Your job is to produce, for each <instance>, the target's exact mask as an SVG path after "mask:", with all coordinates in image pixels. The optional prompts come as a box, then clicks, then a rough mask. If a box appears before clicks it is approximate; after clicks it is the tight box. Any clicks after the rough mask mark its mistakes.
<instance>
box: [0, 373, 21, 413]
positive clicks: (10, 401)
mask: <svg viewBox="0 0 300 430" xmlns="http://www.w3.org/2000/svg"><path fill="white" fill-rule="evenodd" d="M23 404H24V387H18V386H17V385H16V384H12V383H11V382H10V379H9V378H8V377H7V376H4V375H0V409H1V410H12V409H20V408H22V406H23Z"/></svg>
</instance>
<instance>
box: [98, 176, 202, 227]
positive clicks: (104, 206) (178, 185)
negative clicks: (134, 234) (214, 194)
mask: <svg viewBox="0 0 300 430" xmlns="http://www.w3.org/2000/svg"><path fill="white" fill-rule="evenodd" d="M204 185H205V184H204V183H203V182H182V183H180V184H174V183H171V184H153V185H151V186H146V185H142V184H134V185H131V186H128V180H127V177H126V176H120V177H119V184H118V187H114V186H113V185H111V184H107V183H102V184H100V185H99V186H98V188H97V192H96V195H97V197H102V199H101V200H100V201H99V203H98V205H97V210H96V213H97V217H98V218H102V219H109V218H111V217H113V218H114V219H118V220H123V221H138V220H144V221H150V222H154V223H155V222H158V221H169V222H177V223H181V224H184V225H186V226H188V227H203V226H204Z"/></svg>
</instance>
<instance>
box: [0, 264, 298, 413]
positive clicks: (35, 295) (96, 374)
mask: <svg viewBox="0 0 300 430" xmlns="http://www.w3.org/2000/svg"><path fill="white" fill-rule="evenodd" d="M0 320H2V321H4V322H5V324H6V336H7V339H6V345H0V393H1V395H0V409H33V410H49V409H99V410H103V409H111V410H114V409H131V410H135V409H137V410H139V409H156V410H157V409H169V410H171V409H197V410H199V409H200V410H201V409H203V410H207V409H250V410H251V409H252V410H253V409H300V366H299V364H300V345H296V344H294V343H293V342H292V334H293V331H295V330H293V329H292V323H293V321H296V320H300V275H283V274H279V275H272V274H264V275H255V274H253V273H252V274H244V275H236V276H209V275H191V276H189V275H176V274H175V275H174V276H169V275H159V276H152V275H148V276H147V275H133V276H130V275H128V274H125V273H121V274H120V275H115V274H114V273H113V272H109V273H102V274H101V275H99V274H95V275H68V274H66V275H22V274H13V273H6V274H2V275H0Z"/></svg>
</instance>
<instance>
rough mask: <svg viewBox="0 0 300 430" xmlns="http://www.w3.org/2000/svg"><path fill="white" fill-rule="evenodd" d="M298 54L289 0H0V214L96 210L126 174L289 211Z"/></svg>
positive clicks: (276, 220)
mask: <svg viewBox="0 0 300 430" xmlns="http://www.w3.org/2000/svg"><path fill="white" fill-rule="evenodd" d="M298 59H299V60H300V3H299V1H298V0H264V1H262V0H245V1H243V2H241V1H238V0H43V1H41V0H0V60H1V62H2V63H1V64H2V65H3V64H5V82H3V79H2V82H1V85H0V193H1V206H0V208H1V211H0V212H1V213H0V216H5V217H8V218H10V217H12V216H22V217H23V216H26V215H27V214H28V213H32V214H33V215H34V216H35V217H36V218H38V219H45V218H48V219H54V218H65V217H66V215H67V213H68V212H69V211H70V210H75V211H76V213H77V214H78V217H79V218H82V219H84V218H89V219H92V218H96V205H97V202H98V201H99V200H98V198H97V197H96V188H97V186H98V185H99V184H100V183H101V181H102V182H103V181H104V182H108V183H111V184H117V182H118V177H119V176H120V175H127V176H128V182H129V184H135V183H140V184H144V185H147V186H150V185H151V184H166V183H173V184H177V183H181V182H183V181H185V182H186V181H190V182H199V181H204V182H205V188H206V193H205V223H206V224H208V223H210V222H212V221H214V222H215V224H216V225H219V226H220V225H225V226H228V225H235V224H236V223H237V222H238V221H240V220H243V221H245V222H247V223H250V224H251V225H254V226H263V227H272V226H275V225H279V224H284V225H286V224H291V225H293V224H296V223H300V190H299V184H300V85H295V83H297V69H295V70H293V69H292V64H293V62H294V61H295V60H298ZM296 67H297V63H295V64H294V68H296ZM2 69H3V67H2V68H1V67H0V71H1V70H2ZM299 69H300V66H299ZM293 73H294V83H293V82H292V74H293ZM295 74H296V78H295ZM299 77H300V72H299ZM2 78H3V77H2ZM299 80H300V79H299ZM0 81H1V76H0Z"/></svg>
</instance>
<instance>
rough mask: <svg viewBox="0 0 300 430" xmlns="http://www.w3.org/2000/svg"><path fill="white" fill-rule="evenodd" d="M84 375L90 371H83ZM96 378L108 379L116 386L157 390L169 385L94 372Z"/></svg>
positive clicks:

**********

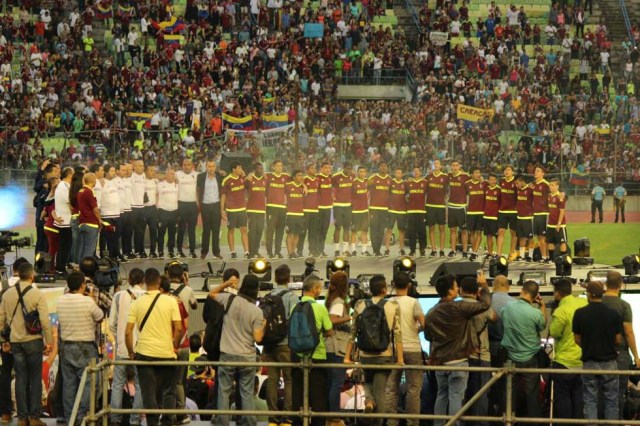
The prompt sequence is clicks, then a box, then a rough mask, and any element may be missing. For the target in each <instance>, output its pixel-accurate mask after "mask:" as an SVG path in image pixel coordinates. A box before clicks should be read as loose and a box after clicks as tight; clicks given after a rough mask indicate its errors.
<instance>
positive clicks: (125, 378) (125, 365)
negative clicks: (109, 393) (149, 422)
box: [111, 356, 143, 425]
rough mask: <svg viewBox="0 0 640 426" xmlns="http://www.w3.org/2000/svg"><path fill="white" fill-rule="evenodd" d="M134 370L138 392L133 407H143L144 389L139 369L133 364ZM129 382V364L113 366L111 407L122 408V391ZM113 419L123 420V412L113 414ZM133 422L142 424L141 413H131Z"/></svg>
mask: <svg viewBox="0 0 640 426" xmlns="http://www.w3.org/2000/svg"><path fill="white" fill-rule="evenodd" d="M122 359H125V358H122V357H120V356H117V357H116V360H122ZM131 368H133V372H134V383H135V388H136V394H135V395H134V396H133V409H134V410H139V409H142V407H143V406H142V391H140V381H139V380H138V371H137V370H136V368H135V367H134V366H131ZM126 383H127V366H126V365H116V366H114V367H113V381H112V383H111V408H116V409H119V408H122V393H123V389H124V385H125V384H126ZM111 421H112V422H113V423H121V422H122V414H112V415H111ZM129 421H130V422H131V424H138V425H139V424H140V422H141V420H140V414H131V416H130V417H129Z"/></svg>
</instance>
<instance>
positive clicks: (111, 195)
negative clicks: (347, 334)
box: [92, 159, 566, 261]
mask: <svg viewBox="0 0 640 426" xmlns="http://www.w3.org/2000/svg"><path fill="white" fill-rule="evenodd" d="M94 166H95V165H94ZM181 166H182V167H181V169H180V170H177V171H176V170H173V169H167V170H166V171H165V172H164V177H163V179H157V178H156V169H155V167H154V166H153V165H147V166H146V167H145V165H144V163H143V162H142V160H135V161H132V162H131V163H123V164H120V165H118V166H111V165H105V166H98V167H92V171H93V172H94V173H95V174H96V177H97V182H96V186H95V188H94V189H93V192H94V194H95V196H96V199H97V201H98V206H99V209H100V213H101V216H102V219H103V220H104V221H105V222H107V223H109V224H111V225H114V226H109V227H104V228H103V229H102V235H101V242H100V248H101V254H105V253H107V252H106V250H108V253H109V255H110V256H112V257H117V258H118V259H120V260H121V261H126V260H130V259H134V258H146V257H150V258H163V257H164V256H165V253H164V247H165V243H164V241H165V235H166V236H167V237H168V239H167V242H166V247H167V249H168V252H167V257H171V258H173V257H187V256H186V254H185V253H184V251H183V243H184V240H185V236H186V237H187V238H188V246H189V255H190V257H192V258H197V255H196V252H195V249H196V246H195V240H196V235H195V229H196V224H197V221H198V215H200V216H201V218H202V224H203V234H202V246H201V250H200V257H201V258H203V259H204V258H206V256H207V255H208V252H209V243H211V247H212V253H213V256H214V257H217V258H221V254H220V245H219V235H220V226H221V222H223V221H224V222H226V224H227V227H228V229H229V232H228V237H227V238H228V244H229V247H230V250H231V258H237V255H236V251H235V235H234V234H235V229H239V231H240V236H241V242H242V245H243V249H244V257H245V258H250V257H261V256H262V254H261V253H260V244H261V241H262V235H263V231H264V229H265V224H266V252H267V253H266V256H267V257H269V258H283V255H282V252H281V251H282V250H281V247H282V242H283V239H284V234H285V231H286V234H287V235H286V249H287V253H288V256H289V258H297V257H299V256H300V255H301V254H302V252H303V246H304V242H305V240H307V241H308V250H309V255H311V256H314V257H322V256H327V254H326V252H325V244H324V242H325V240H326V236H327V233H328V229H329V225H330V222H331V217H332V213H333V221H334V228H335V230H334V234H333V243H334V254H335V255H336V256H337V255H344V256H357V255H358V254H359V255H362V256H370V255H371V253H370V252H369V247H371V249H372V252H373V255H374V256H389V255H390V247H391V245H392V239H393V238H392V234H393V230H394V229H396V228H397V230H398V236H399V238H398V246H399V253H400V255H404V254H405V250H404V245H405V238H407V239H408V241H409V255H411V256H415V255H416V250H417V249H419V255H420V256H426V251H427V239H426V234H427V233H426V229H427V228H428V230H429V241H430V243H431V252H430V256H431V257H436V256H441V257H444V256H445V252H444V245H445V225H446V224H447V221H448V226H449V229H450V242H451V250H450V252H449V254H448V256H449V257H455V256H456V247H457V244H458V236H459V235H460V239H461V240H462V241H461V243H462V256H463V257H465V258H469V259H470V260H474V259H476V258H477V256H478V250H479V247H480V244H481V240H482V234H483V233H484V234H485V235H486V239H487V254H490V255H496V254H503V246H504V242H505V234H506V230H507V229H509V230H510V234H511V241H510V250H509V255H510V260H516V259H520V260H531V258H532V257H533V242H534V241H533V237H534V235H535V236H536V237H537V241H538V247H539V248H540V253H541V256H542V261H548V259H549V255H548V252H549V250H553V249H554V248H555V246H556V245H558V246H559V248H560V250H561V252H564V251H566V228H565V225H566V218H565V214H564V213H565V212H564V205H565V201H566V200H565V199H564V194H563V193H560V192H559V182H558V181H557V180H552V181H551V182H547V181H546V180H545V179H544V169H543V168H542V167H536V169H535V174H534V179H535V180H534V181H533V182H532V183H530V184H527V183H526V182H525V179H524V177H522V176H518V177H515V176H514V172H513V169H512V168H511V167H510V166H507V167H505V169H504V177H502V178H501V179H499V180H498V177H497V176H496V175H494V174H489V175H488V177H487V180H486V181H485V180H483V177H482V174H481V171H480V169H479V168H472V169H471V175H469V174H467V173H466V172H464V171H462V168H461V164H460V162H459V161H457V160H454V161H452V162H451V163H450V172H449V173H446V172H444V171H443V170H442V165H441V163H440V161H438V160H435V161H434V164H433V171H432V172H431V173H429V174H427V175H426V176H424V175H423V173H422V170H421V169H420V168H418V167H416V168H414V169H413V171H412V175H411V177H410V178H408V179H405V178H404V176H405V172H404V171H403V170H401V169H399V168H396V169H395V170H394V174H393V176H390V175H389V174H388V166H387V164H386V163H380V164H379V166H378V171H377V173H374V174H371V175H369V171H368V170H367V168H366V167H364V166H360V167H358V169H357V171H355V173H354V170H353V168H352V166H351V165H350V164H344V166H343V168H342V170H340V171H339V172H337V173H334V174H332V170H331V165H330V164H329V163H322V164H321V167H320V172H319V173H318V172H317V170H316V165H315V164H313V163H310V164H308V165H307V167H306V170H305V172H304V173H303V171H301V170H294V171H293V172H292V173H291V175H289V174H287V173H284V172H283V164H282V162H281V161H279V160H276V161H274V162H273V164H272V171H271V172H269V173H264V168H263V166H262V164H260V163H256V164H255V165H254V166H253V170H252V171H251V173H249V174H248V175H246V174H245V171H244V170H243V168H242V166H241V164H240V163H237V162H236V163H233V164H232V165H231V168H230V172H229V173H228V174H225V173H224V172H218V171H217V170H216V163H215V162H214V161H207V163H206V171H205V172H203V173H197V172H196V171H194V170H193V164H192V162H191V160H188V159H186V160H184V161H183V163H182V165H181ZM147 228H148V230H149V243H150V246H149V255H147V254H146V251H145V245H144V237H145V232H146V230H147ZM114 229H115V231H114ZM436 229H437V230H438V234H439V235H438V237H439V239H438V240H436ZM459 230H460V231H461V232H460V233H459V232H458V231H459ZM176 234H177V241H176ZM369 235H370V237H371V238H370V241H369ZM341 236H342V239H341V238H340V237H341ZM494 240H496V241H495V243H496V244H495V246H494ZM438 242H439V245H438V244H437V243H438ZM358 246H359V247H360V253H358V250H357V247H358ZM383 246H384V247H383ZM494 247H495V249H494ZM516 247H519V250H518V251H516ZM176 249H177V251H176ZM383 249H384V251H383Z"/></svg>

**********

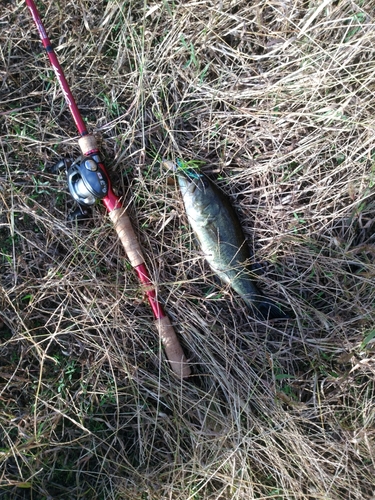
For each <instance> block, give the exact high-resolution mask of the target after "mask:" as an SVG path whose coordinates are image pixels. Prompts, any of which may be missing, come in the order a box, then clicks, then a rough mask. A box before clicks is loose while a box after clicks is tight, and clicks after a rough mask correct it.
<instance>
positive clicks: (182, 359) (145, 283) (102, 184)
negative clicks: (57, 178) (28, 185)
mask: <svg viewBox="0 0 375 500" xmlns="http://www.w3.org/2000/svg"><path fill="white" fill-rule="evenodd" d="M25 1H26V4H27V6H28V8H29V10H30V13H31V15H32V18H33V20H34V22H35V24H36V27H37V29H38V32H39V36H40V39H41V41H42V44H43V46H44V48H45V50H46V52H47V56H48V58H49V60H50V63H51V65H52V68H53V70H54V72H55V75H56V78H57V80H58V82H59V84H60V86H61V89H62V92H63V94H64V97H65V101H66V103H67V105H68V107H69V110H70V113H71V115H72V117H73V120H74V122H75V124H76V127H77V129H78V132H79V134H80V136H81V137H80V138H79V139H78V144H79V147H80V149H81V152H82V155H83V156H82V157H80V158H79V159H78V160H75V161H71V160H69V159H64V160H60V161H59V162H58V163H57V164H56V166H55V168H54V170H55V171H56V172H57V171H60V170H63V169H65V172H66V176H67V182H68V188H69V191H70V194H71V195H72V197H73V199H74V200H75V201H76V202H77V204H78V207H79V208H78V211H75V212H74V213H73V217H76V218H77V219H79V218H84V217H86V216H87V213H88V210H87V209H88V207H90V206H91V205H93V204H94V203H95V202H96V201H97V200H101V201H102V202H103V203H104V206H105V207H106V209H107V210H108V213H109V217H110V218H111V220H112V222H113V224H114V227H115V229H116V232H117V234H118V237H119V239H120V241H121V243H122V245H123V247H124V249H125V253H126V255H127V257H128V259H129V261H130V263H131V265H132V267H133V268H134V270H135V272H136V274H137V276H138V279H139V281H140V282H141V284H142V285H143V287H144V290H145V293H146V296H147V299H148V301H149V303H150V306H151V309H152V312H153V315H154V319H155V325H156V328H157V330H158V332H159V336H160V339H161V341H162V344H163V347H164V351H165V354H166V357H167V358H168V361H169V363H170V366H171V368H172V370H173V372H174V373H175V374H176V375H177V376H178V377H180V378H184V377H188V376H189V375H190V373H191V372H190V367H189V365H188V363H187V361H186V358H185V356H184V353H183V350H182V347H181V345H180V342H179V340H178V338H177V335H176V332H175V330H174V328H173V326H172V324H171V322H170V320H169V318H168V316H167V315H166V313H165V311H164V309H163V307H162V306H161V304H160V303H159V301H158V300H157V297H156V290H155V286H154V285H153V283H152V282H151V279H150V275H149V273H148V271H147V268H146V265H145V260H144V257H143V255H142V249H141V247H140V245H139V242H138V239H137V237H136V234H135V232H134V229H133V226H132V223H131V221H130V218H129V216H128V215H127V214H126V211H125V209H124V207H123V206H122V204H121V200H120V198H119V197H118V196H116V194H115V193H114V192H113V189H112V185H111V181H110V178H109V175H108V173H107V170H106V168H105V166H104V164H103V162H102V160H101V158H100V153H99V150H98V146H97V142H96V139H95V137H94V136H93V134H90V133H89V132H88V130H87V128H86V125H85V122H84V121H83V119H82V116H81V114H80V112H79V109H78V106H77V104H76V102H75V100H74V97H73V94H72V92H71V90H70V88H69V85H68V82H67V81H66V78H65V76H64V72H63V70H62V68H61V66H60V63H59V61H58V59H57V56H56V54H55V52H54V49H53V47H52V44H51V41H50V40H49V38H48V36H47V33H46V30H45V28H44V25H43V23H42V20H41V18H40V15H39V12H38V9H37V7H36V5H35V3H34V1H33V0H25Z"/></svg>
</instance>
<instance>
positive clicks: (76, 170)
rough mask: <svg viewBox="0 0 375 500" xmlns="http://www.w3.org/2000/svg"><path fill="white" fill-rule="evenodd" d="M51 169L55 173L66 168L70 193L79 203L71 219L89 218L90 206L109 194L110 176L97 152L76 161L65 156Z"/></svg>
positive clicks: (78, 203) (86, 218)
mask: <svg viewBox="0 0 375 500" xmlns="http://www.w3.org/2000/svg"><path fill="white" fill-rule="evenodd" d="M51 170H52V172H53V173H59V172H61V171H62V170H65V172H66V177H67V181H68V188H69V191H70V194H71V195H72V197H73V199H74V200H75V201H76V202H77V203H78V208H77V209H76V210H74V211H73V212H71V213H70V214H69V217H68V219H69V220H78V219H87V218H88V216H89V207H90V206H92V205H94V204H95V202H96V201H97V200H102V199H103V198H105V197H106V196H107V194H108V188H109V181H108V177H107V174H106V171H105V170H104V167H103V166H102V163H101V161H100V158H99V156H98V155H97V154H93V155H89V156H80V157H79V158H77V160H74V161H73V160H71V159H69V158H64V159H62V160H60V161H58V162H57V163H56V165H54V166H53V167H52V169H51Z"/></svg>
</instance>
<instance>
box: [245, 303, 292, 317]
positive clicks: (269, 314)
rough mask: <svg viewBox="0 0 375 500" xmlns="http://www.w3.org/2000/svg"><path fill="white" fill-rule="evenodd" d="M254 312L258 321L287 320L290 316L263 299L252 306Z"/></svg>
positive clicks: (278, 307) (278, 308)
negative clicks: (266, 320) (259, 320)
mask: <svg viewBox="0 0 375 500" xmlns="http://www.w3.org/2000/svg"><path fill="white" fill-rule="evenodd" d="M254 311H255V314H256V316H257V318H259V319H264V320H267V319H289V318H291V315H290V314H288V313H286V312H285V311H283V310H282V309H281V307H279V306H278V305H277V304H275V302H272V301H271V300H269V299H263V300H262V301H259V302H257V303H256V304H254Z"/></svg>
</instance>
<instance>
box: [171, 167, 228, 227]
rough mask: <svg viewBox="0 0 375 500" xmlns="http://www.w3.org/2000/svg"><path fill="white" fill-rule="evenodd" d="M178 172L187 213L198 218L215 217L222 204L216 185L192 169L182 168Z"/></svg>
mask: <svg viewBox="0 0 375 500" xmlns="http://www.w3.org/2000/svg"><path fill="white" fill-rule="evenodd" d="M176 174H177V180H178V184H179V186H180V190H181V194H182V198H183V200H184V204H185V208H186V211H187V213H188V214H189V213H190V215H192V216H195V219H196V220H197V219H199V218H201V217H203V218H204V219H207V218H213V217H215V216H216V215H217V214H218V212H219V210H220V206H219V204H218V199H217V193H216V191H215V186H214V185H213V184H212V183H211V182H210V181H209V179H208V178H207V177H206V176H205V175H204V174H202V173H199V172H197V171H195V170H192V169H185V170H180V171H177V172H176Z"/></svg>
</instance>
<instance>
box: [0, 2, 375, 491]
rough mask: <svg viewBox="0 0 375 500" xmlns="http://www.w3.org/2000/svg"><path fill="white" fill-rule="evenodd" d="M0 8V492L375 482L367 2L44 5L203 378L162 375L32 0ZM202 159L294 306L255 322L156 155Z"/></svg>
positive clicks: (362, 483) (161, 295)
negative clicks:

**********

Select every line in the listing that contains the word "negative", treating uppercase and lowercase as different.

◆ **Completed task**
negative clicks: (134, 234) (214, 194)
negative clicks: (109, 393) (149, 422)
negative clicks: (347, 334)
negative clicks: (57, 178) (28, 185)
negative clicks: (266, 320) (259, 320)
negative clicks:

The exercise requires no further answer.